[Saved entries]
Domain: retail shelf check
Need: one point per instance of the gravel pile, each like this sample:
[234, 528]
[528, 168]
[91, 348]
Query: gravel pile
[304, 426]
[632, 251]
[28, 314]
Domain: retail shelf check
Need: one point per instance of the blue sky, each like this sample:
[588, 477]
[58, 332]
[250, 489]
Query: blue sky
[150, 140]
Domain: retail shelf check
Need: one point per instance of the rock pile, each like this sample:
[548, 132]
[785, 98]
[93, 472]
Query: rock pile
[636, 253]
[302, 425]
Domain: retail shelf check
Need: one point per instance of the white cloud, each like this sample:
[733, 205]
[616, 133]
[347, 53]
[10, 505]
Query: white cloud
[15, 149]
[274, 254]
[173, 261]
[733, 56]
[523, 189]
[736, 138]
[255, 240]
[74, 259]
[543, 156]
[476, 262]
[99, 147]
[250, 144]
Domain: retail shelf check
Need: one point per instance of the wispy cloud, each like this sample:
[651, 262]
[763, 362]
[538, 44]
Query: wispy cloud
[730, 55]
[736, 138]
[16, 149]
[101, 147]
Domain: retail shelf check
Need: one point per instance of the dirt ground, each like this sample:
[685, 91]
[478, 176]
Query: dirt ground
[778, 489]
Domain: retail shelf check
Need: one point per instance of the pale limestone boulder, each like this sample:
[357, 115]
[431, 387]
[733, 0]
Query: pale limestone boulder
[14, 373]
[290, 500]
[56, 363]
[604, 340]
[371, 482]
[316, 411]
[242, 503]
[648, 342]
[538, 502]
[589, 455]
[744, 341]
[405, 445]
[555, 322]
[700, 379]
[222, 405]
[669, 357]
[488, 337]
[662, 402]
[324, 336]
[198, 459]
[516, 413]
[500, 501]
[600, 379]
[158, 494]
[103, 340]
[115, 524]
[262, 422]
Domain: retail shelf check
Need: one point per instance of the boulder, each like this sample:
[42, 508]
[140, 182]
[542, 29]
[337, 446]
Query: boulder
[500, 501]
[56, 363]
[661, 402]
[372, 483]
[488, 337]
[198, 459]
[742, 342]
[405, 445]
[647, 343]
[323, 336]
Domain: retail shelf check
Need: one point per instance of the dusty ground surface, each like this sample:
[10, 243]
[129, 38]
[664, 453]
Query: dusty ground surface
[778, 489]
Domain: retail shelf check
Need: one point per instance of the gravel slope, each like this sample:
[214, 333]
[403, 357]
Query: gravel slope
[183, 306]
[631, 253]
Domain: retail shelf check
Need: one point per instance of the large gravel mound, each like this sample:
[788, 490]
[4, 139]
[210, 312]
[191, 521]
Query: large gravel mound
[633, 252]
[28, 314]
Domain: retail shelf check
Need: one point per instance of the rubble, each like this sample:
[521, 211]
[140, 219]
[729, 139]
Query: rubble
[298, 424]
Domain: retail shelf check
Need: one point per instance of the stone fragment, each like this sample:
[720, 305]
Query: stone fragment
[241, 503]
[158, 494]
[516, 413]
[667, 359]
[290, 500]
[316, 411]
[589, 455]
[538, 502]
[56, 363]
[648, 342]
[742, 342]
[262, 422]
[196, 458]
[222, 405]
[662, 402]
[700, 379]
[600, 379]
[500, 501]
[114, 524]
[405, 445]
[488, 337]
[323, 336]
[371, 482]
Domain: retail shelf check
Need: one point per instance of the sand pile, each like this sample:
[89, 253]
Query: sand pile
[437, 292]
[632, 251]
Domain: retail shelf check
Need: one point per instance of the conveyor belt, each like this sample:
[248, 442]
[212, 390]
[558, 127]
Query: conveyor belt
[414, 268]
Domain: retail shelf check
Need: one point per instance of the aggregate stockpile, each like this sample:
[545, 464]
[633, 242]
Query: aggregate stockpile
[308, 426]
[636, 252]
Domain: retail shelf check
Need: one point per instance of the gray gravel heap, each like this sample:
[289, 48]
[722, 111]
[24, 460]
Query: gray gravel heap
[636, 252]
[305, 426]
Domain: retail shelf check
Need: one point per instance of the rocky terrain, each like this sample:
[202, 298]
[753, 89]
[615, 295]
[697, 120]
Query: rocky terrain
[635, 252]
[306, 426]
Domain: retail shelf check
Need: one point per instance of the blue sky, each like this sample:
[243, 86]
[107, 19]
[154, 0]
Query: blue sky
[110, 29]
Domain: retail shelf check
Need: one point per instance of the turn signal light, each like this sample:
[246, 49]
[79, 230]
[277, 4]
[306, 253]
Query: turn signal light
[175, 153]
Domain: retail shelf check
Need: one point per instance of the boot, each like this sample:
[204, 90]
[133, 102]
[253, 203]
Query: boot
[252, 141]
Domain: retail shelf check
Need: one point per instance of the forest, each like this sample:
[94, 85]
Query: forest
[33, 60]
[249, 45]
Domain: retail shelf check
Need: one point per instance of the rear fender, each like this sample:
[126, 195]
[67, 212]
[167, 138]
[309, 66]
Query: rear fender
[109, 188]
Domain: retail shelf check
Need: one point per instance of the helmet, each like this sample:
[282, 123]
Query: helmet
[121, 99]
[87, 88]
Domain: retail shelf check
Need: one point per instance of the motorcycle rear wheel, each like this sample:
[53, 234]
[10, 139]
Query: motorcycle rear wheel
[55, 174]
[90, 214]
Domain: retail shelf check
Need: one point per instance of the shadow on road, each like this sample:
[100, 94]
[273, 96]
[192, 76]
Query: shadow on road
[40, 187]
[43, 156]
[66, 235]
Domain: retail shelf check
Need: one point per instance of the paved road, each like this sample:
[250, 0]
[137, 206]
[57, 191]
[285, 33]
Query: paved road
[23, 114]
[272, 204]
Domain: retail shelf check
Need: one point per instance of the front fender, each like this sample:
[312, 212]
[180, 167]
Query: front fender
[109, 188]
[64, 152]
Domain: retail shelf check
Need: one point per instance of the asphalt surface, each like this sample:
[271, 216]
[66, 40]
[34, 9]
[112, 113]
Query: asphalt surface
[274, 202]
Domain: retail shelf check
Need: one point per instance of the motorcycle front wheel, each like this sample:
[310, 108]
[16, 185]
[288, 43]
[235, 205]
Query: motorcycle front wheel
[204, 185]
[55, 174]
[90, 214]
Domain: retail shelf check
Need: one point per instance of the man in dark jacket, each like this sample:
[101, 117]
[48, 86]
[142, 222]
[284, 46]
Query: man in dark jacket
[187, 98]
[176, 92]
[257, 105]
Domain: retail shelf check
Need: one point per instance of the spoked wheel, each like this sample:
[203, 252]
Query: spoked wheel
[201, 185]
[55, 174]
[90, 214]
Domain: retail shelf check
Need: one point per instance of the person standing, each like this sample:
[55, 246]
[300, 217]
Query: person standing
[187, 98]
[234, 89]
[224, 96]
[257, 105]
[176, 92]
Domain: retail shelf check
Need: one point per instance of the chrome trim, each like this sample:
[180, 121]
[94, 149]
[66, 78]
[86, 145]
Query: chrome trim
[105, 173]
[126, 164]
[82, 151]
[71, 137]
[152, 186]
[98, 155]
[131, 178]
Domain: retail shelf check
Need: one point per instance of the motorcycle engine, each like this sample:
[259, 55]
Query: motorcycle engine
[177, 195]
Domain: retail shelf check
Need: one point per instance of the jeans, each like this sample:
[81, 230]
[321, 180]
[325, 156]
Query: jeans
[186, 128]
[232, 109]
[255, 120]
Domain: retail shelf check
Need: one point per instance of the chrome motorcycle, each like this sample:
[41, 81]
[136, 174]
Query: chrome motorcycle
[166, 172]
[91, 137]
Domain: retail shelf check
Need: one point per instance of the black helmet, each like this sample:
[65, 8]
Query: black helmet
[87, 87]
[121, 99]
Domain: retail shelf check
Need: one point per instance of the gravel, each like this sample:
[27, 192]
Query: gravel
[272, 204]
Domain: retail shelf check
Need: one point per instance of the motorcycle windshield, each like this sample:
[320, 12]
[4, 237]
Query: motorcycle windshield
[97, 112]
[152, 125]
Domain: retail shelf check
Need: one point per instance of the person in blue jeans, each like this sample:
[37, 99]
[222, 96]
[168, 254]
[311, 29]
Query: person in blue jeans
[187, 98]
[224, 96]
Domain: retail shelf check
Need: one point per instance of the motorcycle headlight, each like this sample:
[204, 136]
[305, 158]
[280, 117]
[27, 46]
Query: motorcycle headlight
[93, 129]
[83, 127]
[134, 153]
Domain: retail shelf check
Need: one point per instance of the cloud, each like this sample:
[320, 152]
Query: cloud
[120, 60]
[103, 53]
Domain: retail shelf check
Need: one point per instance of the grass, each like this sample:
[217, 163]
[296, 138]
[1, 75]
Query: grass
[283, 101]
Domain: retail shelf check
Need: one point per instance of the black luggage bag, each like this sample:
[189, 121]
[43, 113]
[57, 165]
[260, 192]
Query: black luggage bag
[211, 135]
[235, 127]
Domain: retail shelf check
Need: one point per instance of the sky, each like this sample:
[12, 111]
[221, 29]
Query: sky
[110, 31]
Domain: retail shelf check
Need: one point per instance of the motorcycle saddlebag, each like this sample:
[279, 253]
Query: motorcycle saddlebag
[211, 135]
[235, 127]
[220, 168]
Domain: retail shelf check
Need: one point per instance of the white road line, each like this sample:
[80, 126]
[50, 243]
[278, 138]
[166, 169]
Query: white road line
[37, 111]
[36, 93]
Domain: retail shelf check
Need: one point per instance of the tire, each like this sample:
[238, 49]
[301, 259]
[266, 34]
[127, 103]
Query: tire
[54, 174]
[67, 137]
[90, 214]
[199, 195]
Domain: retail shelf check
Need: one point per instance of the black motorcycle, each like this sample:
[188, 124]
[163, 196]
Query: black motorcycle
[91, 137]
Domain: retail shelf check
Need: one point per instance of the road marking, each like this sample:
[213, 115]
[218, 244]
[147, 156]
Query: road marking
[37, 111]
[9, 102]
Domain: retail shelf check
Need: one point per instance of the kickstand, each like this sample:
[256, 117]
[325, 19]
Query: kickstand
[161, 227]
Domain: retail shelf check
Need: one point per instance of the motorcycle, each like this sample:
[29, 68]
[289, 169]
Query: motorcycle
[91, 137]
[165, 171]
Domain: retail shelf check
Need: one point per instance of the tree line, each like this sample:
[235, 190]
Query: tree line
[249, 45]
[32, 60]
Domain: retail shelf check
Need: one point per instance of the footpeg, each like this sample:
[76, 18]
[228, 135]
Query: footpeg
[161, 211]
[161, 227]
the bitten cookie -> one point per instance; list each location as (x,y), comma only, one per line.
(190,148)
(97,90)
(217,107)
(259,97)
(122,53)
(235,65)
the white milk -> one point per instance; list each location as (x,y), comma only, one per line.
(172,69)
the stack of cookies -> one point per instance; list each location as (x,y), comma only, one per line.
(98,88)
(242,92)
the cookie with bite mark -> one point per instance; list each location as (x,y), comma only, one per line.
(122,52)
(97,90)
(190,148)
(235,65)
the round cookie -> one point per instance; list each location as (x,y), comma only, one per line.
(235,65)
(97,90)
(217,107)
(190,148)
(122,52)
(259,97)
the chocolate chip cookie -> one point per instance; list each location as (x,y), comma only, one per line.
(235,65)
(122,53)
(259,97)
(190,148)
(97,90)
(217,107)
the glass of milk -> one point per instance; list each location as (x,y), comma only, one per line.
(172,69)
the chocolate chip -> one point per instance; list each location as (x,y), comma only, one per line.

#### Task details:
Taking the entries above, write out exactly each line from the one holding "Query: white road line" to the one holding "Need: one point per instance of the tree", both included, and stop there.

#### Exercise output:
Query: white road line
[37, 111]
[36, 93]
Domain: retail shelf check
Need: one point per instance of the tire, each like this sample:
[238, 49]
[301, 259]
[266, 34]
[127, 103]
Query: tire
[54, 174]
[67, 137]
[90, 214]
[199, 195]
Domain: retail shelf check
Need: one point per instance of the black motorcycle, each like this sample:
[188, 124]
[163, 196]
Query: black motorcycle
[91, 137]
Domain: retail shelf check
Need: one point per instance of the road marking, each like this sample:
[213, 115]
[218, 244]
[147, 156]
Query: road marking
[37, 111]
[9, 102]
Domain: retail shelf check
Need: one point per instance of the kickstand, each like this sample:
[256, 117]
[325, 19]
Query: kickstand
[161, 227]
Domain: retail shelf check
Need: one point per instance of the motorcycle, each like this sample:
[29, 68]
[289, 169]
Query: motorcycle
[91, 137]
[165, 171]
Domain: retail shelf check
Need: one point per instance of the tree line, each like this sample:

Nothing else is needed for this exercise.